Selection
= = = =
It was the same for our Lord.
Isaiah 53:3 NASB95
He was despised and forsaken of men, A man of sorrows and acquainted with grief; And like one from whom men hide their face He was despised, and we did not esteem Him.
Isaiah 53:7 NASB95
He was oppressed and He was afflicted, Yet He did not open His mouth; Like a lamb that is led to slaughter, And like a sheep that is silent before its shearers, So He did not open His mouth.
Philippians 2:6–8 NASB95
who, although He existed in the form of God, did not regard equality with God a thing to be grasped, but emptied Himself, taking the form of a bond-servant, and being made in the likeness of men. Being found in appearance as a man, He humbled Himself by becoming obedient to the point of death, even death on a cross.
But He suffered so that He might obtain glory, even as He prayed in the garden:
John 17:1–5 NASB95
Jesus spoke these things; and lifting up His eyes to heaven, He said, “Father, the hour has come; glorify Your Son, that the Son may glorify You, even as You gave Him authority over all flesh, that to all whom You have given Him, He may give eternal life. “This is eternal life, that they may know You, the only true God, and Jesus Christ whom You have sent. “I glorified You on the earth, having accomplished the work which You have given Me to do. “Now, Father, glorify Me together with Yourself, with the glory which I had with You before the world was.
Philippians 2:9–11 NASB95
For this reason also, God highly exalted Him, and bestowed on Him the name which is above every name, so that at the name of Jesus every knee will bow, of those who are in heaven and on earth and under the earth, and that every tongue will confess that Jesus Christ is Lord, to the glory of God the Father.
And this then is our inheritance. If we suffer with him, we will be glorified with him. Therefore, we hope for what we do not see, and with perseverance we wait for it.
And until that day, we pray with Henry Francis Lyte:
Jesus, I my cross have taken, all to leave and follow you; destitute, despised, forsaken, you on earth once suffered, too. Perish ev'ry fond ambition, all I've ever hoped or known; yet how rich is my condition, God and heav'n are still my own!
Let the world despise and leave me; they have left my Savior, too. Human hearts and looks deceive me; you are not, like them, untrue. And, since you have smiled upon me, God of wisdom, love, and might, foes may hate and friends may shun me; show your face, and all is bright.
Go, then, earthly fame and treasure! Come, disaster, scorn, and pain! In your service pain is pleasure, with your favor loss is gain. I have called you Abba, Father; you my all in all shall be. Storms may howl, and clouds may gather, all must work for good to me.
Haste, my soul, from grace to glory, armed by faith and winged by prayer; all but heav'n is transitory, God's own hand shall guide you there. Soon shall end this earthly story, swift shall pass the pilgrim days, hope soon change to heav'nly glory, faith to sight and prayer to praise.
= = = =
Information supplied

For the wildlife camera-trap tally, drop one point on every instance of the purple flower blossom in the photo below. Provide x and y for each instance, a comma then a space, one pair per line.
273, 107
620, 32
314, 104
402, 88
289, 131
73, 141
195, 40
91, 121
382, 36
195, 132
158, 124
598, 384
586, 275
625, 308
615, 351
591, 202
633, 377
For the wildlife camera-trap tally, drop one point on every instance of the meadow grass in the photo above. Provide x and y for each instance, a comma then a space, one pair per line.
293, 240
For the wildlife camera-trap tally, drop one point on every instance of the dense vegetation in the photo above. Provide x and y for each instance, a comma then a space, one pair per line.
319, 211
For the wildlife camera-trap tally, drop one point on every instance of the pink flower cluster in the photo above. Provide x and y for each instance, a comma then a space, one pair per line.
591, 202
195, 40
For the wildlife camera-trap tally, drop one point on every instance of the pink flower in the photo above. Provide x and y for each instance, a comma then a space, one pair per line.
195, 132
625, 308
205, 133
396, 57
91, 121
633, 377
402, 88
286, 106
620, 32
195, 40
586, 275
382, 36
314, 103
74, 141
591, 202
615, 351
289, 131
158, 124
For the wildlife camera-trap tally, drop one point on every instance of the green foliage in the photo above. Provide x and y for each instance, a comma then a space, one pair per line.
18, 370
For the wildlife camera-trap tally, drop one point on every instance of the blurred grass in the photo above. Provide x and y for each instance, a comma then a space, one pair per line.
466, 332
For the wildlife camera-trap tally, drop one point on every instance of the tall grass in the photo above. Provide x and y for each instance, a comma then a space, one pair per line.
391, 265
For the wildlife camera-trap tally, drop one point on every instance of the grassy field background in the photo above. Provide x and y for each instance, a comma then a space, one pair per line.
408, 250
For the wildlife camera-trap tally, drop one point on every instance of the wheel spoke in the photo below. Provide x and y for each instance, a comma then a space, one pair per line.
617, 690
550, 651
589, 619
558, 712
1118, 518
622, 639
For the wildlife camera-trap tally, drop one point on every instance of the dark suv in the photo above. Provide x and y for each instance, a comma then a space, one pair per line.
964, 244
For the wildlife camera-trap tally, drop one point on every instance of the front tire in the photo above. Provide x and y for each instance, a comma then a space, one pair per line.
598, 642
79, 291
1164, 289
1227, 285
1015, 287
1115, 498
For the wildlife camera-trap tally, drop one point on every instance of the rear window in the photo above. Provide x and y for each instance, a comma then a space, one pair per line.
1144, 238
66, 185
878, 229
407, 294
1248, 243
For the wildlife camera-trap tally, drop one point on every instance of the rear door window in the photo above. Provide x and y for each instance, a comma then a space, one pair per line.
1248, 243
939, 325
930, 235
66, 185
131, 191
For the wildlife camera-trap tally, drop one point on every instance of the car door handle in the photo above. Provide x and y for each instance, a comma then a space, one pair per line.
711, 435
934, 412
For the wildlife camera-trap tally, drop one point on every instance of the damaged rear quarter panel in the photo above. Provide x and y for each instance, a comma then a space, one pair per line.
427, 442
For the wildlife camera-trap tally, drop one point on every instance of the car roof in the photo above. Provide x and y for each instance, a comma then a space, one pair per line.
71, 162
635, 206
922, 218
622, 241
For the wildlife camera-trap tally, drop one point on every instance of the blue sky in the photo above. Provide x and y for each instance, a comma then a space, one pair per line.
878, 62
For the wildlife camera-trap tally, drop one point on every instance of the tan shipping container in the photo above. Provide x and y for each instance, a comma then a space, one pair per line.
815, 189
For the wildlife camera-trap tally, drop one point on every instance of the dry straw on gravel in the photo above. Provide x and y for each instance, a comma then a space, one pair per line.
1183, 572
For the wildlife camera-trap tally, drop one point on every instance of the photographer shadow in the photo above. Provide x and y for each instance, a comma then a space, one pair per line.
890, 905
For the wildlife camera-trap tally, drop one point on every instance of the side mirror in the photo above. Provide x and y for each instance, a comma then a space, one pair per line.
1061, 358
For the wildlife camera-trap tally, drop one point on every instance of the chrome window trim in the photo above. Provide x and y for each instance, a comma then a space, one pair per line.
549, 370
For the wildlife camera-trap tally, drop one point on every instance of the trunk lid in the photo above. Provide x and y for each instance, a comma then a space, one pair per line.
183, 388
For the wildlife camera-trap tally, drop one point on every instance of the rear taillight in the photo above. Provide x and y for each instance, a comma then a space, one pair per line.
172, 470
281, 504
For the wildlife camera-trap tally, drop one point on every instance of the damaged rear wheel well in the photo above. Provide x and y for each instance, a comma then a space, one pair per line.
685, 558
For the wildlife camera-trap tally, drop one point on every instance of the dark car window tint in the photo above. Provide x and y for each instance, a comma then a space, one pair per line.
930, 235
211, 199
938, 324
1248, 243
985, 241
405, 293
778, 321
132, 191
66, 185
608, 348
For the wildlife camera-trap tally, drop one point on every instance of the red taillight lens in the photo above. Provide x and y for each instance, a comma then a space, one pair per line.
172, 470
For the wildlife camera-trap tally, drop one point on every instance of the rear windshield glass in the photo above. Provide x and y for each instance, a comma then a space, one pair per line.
= = = =
Problem requirements
Quote the passage on suffering and glory word for word, starting at "Philippians 2:9–11 NASB95" and ending at "wait for it.".

Solution for this task
Philippians 2:9–11 NASB95
For this reason also, God highly exalted Him, and bestowed on Him the name which is above every name, so that at the name of Jesus every knee will bow, of those who are in heaven and on earth and under the earth, and that every tongue will confess that Jesus Christ is Lord, to the glory of God the Father.
And this then is our inheritance. If we suffer with him, we will be glorified with him. Therefore, we hope for what we do not see, and with perseverance we wait for it.